═════ Text provided

Topics

MemoryFile workflow - should closing a dataset close the memfile?


Dion Häfner <dion.haefner@...>
 

You can use [contextlib.ExitStack](https://docs.python.org/3/library/contextlib.html#contextlib.ExitStack) in situations like these to save indentation levels (or enter multiple contexts in a comprehension).

On 29/07/2019 09.45, ronipay via Groups.Io wrote:

Thanks for the reply Luke!

A context manager would work, but it's ergonomically annoying, no? I have a several functions I would like to pipe, each returning a raster. In that case I will have a lot of nested with statements:

with do_something1(ds1) as ds2:

    with do_something2(ds2) as ds3:

        with ...


Currently my solution was to change MemoryFile to NamedTemporaryFile, which solves the memory leak issue at the expense of some speed (but it's not terrible when you have an SSD).


ronipay@...
 

Thanks for the reply Luke!

══════════

» Written instruction 1
In the MemoryFile forum thread, which class did ronipay use in place of MemoryFile to solve the memory leak?
» Written instruction 2
Pick up the MemoryFile forum thread from the point where it stops.
The material that comes next has no connection to the MemoryFile forum thread.

═════ Source data

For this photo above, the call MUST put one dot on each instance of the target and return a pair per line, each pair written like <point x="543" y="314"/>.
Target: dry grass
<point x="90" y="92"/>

══════════

» Right answer 1
NamedTemporaryFile.

» Right answer 2
A context manager would work, but it's ergonomically annoying, no? I have a several functions I would like to pipe, each returning a raster. In that case I will have a lot of nested with statements:

with do_something1(ds1) as ds2:

    with do_something2(ds2) as ds3:

        with ...


Currently my solution was to change MemoryFile to NamedTemporaryFile, which solves the memory leak issue at the expense of some speed (but it's not terrible when you have an SSD).


Luke
 

You could use a context manager to clean it up automatically:

from contextlib import contextmanager
 
import rasterio
from rasterio import MemoryFile
 
@contextmanager
def mem_raster(data, **profile):
    with MemoryFile() as memfile:
        with memfile.open(**profile) as dataset_writer:
            dataset_writer.write(data)
 
        with memfile.open() as dataset_reader:
            yield dataset_reader
 
 
#setup, get data from somewhere, copy or create profile etc...
 
with mem_raster(data, **profile) as ds:
    do_something_with(ds)
 
# the memfile is cleaned up after exiting the with context


ronipay@...
 

Hey all,

I have a general workflow which causes a memory leak. I have several functions which receive 1 or more rasters, perform some operations, and return a MemoryFile based raster, on which I perform other operations, which may also return a memory based raster, etc.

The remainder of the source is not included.